=== Begin Enclosure ===

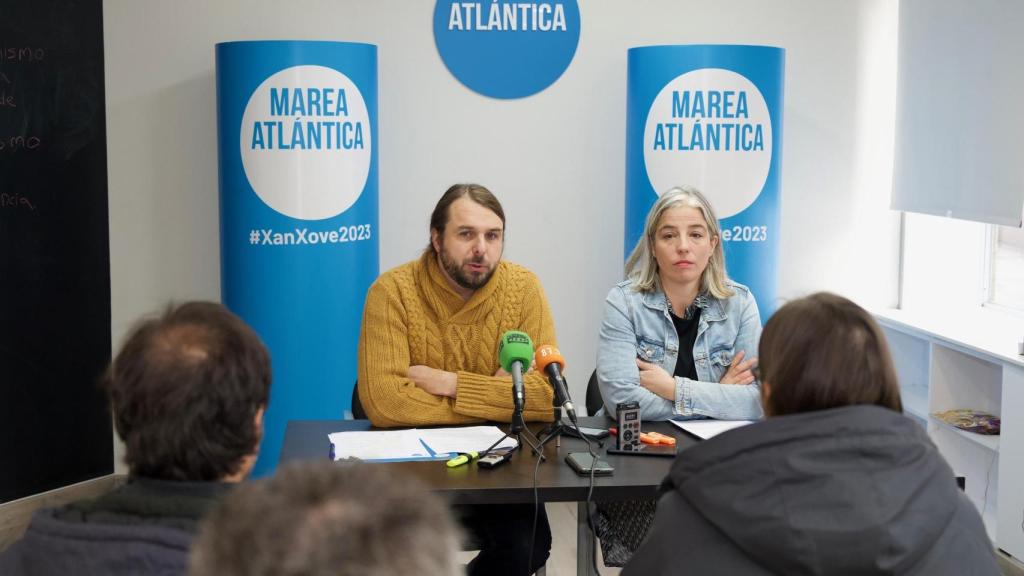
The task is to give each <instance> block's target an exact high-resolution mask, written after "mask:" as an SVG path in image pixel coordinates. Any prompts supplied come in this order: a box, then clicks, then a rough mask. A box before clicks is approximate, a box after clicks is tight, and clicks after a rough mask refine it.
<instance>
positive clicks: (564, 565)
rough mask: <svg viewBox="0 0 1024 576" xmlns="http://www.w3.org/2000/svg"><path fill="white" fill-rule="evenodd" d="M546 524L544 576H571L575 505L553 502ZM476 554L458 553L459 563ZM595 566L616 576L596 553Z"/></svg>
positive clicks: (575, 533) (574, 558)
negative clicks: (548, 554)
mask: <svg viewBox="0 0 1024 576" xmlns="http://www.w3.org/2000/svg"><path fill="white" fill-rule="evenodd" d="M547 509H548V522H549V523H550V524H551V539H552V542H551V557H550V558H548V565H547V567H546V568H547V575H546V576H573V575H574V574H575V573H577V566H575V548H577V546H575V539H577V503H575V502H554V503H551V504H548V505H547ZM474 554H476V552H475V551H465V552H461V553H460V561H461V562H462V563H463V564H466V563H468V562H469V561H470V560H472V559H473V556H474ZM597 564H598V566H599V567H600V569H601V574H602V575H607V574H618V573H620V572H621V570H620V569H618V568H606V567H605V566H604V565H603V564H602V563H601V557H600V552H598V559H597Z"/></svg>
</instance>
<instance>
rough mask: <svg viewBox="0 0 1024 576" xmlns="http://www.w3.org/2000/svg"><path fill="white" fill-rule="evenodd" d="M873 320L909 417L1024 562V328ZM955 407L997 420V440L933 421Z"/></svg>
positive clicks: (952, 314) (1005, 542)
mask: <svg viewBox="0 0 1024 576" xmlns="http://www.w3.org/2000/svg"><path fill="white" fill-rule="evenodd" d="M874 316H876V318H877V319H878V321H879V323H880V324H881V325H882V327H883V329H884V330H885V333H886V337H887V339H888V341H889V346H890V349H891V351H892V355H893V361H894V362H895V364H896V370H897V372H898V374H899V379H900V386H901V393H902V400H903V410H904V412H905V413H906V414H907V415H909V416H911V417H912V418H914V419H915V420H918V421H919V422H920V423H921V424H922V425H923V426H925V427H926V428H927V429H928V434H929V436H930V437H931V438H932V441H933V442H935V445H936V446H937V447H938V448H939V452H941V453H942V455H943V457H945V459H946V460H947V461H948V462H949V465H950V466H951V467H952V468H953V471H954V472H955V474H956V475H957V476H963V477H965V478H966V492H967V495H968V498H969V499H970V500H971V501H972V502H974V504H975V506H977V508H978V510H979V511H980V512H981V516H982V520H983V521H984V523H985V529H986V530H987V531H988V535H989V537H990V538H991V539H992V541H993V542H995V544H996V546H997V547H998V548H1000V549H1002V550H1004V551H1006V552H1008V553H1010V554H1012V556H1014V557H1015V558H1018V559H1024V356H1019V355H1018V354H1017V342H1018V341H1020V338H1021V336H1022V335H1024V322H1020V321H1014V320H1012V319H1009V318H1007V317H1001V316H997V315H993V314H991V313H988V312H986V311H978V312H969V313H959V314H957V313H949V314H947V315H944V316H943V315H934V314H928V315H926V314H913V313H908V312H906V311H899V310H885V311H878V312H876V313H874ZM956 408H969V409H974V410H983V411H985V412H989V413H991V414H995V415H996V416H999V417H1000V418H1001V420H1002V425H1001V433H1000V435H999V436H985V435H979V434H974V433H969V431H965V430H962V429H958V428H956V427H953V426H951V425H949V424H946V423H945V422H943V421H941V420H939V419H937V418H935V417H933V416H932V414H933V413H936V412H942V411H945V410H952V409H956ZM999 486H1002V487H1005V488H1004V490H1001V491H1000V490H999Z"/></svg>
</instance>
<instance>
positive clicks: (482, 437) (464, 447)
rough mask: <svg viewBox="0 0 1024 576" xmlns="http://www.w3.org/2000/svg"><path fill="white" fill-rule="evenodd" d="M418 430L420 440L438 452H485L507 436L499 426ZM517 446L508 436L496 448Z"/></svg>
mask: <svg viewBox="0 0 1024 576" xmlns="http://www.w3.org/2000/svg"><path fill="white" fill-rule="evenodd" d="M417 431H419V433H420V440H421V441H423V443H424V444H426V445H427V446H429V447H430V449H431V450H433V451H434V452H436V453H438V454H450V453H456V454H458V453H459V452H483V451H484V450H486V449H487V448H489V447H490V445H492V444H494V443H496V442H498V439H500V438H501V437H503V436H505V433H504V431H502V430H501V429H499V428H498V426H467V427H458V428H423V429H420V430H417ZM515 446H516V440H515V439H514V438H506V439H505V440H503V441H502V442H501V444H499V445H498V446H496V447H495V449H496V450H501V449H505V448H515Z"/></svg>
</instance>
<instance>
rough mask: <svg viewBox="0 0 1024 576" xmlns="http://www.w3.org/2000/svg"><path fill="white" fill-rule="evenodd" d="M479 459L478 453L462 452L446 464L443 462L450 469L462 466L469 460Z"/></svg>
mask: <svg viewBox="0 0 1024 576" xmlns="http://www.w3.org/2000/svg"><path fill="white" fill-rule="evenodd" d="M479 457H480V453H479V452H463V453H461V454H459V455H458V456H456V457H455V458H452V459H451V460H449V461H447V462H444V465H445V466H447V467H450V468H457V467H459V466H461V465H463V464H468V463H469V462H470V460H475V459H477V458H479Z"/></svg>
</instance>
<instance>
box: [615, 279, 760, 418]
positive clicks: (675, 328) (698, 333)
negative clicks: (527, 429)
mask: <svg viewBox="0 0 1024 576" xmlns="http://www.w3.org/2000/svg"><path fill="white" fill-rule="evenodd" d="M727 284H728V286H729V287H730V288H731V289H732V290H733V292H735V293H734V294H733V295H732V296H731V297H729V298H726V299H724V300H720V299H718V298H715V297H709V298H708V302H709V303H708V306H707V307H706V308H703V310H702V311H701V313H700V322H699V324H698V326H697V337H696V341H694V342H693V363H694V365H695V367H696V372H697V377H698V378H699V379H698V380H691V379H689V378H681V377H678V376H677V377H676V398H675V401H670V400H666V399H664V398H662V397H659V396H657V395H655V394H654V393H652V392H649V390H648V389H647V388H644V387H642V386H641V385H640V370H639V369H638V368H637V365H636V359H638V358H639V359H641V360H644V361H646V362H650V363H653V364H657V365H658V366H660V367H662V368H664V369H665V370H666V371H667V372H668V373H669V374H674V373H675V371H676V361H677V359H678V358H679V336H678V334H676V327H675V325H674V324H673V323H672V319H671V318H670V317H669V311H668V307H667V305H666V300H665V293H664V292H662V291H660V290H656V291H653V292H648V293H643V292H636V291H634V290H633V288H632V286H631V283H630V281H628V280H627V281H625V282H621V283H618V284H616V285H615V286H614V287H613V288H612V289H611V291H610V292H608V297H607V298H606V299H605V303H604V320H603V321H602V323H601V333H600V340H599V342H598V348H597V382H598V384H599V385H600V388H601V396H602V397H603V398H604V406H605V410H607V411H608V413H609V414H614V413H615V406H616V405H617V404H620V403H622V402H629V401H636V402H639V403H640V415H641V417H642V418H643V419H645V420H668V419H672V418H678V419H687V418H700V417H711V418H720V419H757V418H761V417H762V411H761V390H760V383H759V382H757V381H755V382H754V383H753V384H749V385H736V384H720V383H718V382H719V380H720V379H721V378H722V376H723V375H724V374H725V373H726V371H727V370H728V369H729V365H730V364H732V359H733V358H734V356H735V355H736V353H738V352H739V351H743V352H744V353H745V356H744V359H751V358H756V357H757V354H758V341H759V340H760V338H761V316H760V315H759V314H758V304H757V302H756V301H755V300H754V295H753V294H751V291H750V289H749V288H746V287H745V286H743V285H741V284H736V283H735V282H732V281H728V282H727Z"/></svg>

=== End Enclosure ===

_WHAT THE TASK REQUIRES_
Copy the listing above in full and exactly, but omit each picture that it holds.

_OUTPUT BELOW_
The task is to give each <instance> block's target an exact high-resolution mask, written after "mask:" as an SVG path in image pixel coordinates. Any prompts supplied come in this order: a box, then clicks, then a rough mask. A box before clicks is approximate, a box after clicks is tight, and clicks after a rough mask refine it.
<instance>
positive clicks: (564, 565)
rough mask: <svg viewBox="0 0 1024 576" xmlns="http://www.w3.org/2000/svg"><path fill="white" fill-rule="evenodd" d="M546 524L544 576H571L575 505L553 502ZM476 554L458 553L459 563ZM595 566L616 576L596 553Z"/></svg>
positive clicks: (575, 533) (574, 558)
negative clicks: (548, 554)
mask: <svg viewBox="0 0 1024 576" xmlns="http://www.w3.org/2000/svg"><path fill="white" fill-rule="evenodd" d="M547 509H548V522H549V523H550V524H551V539H552V542H551V557H550V558H548V565H547V567H546V568H547V575H546V576H573V575H574V574H575V573H577V566H575V548H577V546H575V539H577V503H575V502H554V503H551V504H548V505H547ZM474 554H476V552H475V551H465V552H461V553H460V561H461V562H462V563H463V564H466V563H468V562H469V561H470V560H472V559H473V556H474ZM597 564H598V566H599V567H600V569H601V574H602V575H607V574H618V573H620V572H621V570H620V569H618V568H606V567H605V566H604V565H603V564H602V563H601V557H600V552H598V559H597Z"/></svg>
</instance>
<instance>
rough mask: <svg viewBox="0 0 1024 576" xmlns="http://www.w3.org/2000/svg"><path fill="white" fill-rule="evenodd" d="M873 320L909 417L1024 562V328ZM955 407L997 420V440L933 421Z"/></svg>
positive clicks: (952, 314) (1005, 542)
mask: <svg viewBox="0 0 1024 576" xmlns="http://www.w3.org/2000/svg"><path fill="white" fill-rule="evenodd" d="M874 316H876V318H877V319H878V321H879V323H880V324H881V325H882V327H883V329H884V330H885V333H886V337H887V339H888V341H889V346H890V349H891V351H892V355H893V361H894V362H895V364H896V370H897V372H898V374H899V379H900V386H901V393H902V400H903V410H904V412H905V413H906V414H907V415H909V416H911V417H912V418H914V419H915V420H918V421H919V422H920V423H921V424H922V425H923V426H925V427H926V428H927V429H928V434H929V436H930V437H931V438H932V441H933V442H935V445H936V446H937V447H938V448H939V452H941V453H942V455H943V457H945V459H946V460H947V461H948V462H949V465H950V466H951V467H952V468H953V471H954V472H955V474H956V475H957V476H963V477H965V478H966V492H967V495H968V498H969V499H970V500H971V501H972V502H974V504H975V506H977V508H978V510H979V511H980V512H981V516H982V520H983V521H984V523H985V529H986V530H987V531H988V535H989V537H990V538H991V539H992V541H993V542H995V544H996V546H997V547H998V548H1000V549H1002V550H1004V551H1006V552H1008V553H1010V554H1012V556H1014V557H1015V558H1018V559H1024V356H1019V355H1018V354H1017V342H1018V341H1020V338H1021V336H1022V335H1024V322H1020V321H1014V320H1012V319H1009V318H1007V317H1001V316H997V315H993V314H991V313H988V312H986V311H978V312H969V313H959V314H957V313H949V314H947V315H944V316H943V315H934V314H928V315H926V314H913V313H908V312H906V311H899V310H885V311H878V312H876V313H874ZM956 408H969V409H974V410H983V411H985V412H989V413H991V414H995V415H996V416H999V417H1000V418H1001V420H1002V425H1001V433H1000V435H999V436H985V435H979V434H974V433H969V431H965V430H962V429H958V428H956V427H953V426H951V425H949V424H946V423H945V422H943V421H941V420H939V419H937V418H935V417H933V416H932V414H933V413H936V412H942V411H945V410H952V409H956ZM999 486H1002V487H1005V488H1004V490H1001V491H1000V490H999Z"/></svg>
</instance>
<instance>
positive clicks: (482, 437) (464, 447)
rough mask: <svg viewBox="0 0 1024 576" xmlns="http://www.w3.org/2000/svg"><path fill="white" fill-rule="evenodd" d="M418 430L420 440L438 452H485L507 436L499 426ZM517 446L508 436L496 448Z"/></svg>
mask: <svg viewBox="0 0 1024 576" xmlns="http://www.w3.org/2000/svg"><path fill="white" fill-rule="evenodd" d="M417 431H419V433H420V440H421V441H423V443H424V444H426V445H427V446H429V447H430V449H431V450H433V451H434V452H436V453H438V454H450V453H456V454H458V453H459V452H483V451H484V450H486V449H487V448H489V447H490V445H492V444H494V443H496V442H498V439H500V438H501V437H503V436H505V433H504V431H502V430H501V429H499V428H498V426H467V427H458V428H423V429H420V430H417ZM515 446H516V440H515V439H514V438H506V439H505V440H503V441H502V442H501V444H499V445H498V446H496V447H495V449H496V450H501V449H505V448H515Z"/></svg>
</instance>
<instance>
rough mask: <svg viewBox="0 0 1024 576" xmlns="http://www.w3.org/2000/svg"><path fill="white" fill-rule="evenodd" d="M479 459L478 453L462 452L446 464L443 462L450 469L462 466L469 460Z"/></svg>
mask: <svg viewBox="0 0 1024 576" xmlns="http://www.w3.org/2000/svg"><path fill="white" fill-rule="evenodd" d="M479 457H480V453H479V452H463V453H461V454H459V455H458V456H456V457H455V458H452V459H451V460H449V461H447V462H444V465H445V466H447V467H450V468H457V467H459V466H461V465H463V464H468V463H469V462H470V460H475V459H477V458H479Z"/></svg>
</instance>
<instance>
box: [615, 279, 760, 418]
positive clicks: (675, 328) (698, 333)
negative clicks: (527, 429)
mask: <svg viewBox="0 0 1024 576" xmlns="http://www.w3.org/2000/svg"><path fill="white" fill-rule="evenodd" d="M727 284H728V286H729V287H730V288H731V289H732V290H733V292H735V293H734V294H733V295H732V296H731V297H729V298H726V299H724V300H720V299H718V298H715V297H709V298H708V302H709V303H708V306H707V307H706V308H703V310H702V311H701V313H700V322H699V324H698V326H697V337H696V341H694V342H693V363H694V365H695V367H696V372H697V377H698V378H699V379H698V380H691V379H689V378H681V377H678V376H677V377H676V398H675V401H670V400H666V399H664V398H662V397H659V396H657V395H655V394H654V393H652V392H649V390H648V389H647V388H644V387H642V386H641V385H640V370H639V369H638V368H637V365H636V359H638V358H639V359H641V360H644V361H646V362H650V363H653V364H657V365H658V366H660V367H662V368H664V369H665V370H666V371H667V372H668V373H669V374H674V373H675V371H676V361H677V359H678V358H679V336H678V334H676V327H675V325H674V324H673V323H672V319H671V318H670V317H669V311H668V307H667V305H666V300H665V293H664V292H662V291H660V290H656V291H653V292H648V293H643V292H636V291H634V290H633V288H632V286H631V283H630V281H628V280H627V281H625V282H621V283H618V284H616V285H615V286H614V287H613V288H612V289H611V291H610V292H608V297H607V298H606V299H605V303H604V320H603V321H602V323H601V333H600V340H599V342H598V348H597V382H598V384H599V385H600V388H601V396H602V397H603V398H604V406H605V410H607V411H608V413H609V414H614V413H615V406H616V405H617V404H620V403H622V402H629V401H636V402H639V403H640V415H641V417H642V418H643V419H645V420H668V419H672V418H678V419H687V418H700V417H711V418H720V419H757V418H761V417H762V411H761V390H760V383H759V382H757V381H755V382H754V383H753V384H749V385H736V384H720V383H718V382H719V380H720V379H721V378H722V376H723V375H724V374H725V373H726V371H727V370H728V369H729V365H730V364H732V359H733V358H734V356H735V355H736V353H738V352H739V351H743V352H744V353H745V356H744V359H751V358H756V357H757V354H758V341H759V340H760V338H761V316H760V315H759V314H758V304H757V302H756V301H755V300H754V295H753V294H751V291H750V289H749V288H746V287H745V286H743V285H741V284H736V283H735V282H732V281H728V282H727Z"/></svg>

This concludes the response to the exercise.